[Dataset excerpt]
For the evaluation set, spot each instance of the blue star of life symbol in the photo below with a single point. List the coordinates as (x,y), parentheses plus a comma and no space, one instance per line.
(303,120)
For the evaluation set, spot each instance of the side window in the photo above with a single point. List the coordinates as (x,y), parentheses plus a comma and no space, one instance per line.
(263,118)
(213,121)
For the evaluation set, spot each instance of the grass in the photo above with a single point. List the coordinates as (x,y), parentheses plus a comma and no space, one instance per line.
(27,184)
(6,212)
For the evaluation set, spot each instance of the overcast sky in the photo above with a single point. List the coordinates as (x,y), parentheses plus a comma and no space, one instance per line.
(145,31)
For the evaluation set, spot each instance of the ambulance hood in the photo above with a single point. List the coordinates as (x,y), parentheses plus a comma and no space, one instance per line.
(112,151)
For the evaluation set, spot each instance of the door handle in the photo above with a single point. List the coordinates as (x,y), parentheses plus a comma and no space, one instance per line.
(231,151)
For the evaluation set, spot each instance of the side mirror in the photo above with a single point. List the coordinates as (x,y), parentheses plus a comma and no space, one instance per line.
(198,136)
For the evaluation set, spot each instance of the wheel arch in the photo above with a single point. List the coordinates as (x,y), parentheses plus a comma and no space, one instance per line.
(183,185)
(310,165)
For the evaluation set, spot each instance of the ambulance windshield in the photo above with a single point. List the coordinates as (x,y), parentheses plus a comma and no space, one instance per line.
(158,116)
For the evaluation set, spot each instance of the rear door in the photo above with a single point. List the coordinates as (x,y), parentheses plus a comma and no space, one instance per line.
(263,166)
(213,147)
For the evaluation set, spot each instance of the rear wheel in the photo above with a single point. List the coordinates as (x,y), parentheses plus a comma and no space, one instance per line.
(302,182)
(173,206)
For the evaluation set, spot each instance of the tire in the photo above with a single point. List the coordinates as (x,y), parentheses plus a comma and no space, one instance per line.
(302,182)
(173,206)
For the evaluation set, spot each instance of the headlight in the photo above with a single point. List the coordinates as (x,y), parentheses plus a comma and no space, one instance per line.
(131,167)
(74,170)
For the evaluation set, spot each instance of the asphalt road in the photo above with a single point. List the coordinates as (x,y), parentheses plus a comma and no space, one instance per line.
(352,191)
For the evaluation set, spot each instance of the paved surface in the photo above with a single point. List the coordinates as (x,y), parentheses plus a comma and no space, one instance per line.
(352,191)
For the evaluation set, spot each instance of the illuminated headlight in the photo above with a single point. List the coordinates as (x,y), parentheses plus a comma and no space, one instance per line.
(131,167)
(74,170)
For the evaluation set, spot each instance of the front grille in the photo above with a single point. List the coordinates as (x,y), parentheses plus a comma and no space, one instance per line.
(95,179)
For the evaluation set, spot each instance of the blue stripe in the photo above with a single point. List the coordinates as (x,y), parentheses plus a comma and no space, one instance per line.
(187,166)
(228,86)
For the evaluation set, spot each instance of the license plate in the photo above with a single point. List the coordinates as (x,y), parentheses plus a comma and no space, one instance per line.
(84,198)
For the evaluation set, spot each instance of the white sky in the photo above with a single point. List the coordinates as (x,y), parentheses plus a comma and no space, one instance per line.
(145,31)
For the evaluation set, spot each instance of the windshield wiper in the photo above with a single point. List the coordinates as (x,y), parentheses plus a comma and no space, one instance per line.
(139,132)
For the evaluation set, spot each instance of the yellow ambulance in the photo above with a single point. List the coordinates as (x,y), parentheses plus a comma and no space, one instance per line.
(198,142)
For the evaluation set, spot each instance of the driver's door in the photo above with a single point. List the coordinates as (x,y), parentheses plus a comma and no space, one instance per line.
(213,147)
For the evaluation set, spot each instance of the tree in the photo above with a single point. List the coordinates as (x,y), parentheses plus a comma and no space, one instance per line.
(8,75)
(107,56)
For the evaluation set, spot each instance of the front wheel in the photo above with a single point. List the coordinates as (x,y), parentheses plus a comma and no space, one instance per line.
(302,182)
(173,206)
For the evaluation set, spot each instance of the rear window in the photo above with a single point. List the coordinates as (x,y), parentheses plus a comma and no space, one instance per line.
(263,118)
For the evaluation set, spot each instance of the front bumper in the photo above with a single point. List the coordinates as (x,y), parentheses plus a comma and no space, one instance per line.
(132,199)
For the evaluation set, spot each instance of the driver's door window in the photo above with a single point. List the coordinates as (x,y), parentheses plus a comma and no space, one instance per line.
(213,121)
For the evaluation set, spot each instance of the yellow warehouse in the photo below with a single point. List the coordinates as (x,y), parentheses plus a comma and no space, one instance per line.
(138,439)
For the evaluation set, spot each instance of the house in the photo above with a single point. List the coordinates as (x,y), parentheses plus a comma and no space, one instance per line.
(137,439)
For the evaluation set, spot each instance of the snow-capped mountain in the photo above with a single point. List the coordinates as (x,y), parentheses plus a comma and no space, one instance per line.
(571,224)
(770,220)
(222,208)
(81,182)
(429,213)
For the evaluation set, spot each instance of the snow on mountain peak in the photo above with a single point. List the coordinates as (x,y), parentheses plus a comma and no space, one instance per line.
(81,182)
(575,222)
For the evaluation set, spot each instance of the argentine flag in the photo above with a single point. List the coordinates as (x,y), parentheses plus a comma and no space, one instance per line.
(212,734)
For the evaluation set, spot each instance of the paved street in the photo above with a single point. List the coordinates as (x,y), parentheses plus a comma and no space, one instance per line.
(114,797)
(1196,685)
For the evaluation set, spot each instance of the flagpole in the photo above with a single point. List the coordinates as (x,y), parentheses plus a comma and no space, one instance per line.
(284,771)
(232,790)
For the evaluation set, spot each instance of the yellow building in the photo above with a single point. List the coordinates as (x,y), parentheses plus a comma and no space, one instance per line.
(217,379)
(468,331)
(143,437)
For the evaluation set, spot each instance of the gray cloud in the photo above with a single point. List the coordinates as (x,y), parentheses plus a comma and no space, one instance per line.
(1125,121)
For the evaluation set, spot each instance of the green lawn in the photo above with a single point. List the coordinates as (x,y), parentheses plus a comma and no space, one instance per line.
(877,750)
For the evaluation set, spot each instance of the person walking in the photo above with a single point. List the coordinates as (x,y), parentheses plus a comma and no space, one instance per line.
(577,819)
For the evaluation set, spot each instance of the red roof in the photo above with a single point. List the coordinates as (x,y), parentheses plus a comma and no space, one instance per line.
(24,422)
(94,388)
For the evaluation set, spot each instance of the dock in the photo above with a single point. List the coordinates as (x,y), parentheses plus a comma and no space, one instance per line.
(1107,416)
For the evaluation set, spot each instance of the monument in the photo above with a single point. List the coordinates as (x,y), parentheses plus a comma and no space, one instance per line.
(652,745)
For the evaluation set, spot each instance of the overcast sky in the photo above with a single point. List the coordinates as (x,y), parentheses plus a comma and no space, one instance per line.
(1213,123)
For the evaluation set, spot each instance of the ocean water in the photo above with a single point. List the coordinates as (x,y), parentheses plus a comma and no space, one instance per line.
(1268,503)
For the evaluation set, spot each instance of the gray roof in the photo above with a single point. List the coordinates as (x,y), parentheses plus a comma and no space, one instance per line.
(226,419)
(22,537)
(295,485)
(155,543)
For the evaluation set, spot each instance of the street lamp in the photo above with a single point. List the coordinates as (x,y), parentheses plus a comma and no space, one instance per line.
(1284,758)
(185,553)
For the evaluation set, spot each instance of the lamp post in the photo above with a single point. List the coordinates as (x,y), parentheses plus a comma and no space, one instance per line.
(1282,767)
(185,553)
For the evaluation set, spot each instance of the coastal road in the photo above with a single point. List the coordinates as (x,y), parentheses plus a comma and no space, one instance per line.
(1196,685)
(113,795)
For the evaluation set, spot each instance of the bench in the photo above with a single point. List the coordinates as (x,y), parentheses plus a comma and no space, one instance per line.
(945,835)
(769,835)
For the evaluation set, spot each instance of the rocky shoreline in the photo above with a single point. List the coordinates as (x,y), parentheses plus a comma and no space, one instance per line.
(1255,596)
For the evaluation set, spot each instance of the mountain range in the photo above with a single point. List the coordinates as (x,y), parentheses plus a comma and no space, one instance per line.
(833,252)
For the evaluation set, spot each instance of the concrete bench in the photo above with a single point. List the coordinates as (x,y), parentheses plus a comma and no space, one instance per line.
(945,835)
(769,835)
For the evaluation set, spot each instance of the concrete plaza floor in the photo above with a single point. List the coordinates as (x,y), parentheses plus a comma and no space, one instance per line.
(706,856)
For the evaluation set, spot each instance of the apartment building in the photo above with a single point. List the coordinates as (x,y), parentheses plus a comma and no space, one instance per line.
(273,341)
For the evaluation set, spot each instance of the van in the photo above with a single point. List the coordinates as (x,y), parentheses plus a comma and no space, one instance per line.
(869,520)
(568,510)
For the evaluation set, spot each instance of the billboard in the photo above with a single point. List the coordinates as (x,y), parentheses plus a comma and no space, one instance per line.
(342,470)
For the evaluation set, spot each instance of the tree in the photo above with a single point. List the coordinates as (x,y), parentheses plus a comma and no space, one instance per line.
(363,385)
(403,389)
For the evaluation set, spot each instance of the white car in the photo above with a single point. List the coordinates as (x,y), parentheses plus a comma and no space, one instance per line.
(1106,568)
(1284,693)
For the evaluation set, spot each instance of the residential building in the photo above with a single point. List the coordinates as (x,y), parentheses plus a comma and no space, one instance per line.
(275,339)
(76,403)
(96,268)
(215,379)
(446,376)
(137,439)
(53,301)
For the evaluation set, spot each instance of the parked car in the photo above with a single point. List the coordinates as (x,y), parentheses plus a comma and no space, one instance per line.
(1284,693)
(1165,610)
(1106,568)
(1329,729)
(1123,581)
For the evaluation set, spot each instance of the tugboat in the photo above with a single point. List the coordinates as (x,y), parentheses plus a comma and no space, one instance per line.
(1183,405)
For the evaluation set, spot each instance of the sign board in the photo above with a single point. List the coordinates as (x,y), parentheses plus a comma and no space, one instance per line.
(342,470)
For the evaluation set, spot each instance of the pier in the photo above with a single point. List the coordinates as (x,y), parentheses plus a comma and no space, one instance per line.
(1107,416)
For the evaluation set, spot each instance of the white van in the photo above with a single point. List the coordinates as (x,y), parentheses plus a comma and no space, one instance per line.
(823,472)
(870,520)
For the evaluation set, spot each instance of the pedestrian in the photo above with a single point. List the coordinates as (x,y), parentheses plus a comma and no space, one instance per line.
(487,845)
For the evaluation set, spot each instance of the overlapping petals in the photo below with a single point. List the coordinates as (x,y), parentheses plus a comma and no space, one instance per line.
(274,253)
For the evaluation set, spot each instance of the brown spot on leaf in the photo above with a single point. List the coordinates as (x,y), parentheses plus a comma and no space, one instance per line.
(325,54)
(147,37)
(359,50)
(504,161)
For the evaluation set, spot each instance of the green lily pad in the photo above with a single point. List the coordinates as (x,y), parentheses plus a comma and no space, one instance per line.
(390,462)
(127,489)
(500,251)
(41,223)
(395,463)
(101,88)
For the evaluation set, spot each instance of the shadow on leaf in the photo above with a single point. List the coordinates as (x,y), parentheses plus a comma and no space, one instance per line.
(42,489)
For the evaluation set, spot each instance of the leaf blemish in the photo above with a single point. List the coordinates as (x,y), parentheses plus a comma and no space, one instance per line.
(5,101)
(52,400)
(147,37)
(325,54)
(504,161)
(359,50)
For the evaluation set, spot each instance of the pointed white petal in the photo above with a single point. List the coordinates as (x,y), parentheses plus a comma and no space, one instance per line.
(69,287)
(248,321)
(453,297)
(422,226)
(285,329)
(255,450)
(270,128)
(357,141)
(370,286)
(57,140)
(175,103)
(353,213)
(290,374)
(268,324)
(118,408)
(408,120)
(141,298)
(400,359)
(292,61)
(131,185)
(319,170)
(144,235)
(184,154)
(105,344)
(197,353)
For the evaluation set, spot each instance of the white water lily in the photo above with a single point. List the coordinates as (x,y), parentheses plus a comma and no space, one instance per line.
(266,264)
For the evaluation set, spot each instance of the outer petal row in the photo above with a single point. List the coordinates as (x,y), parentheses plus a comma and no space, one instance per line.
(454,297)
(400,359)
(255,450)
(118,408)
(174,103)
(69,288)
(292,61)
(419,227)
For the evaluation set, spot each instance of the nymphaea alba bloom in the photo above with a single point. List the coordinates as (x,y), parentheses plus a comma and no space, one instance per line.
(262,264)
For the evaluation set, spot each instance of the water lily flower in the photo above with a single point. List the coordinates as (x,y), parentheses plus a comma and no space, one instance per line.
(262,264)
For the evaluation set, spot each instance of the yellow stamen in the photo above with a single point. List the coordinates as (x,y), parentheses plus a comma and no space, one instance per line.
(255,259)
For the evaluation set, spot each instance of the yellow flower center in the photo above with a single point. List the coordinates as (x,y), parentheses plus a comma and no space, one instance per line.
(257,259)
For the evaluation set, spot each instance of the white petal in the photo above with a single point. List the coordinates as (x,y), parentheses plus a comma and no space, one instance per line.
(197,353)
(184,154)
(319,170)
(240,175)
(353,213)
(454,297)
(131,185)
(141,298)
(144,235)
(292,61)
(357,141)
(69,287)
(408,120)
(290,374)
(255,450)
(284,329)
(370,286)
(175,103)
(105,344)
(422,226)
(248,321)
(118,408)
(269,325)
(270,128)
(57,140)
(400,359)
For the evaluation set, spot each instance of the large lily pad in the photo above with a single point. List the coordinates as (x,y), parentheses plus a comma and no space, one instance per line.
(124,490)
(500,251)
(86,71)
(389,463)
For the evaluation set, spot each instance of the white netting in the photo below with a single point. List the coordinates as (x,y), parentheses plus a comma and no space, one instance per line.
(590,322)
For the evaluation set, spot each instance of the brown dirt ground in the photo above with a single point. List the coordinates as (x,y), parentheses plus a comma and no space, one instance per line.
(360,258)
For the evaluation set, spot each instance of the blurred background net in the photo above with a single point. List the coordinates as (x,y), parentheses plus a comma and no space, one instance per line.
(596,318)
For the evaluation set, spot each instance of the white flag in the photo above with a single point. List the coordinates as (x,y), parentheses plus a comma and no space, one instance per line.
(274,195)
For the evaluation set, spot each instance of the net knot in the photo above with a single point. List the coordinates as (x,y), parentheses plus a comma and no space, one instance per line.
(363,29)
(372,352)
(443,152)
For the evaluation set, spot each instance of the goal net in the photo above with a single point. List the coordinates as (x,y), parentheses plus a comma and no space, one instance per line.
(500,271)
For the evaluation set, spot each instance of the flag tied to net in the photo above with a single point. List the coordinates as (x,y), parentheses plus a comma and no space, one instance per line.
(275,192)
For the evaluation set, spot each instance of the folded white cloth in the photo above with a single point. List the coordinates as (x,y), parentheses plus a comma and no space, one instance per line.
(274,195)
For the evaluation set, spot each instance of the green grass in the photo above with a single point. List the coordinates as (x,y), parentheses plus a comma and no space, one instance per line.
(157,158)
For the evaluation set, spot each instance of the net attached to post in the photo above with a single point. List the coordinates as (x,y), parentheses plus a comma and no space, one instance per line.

• [Set exercise] Repeat, exactly and only, the lines above from the one containing "For the evaluation set, spot each instance of the goal" through the end of the material.

• [Exercise result]
For the evaluation set, spot each instance of the goal net in the photo above with a single point. List the coordinates as (x,y), parentheses plus a comma and no space, one instance per line.
(500,271)
For the evaluation set, spot each instance of the flag tied to net in the photo above with a single point. List the coordinates as (x,y), parentheses plus a comma and no space, one instance per line.
(275,192)
For the evaluation set, spot each instance of the folded white cloth in the photo above with a single point. List the coordinates as (x,y), parentheses plus a comma and no space, one instance per line.
(274,195)
For the evaluation set, spot each instance of the green grass in the photo above with a single point. List the coordinates as (x,y), parentheses plus a comma and no space, one instance per line.
(157,158)
For the evaluation set, spot each instance of the net attached to post in the photo above with a single point. List the coordinates as (x,y), parentheses plus a comma and no space, one instance per line.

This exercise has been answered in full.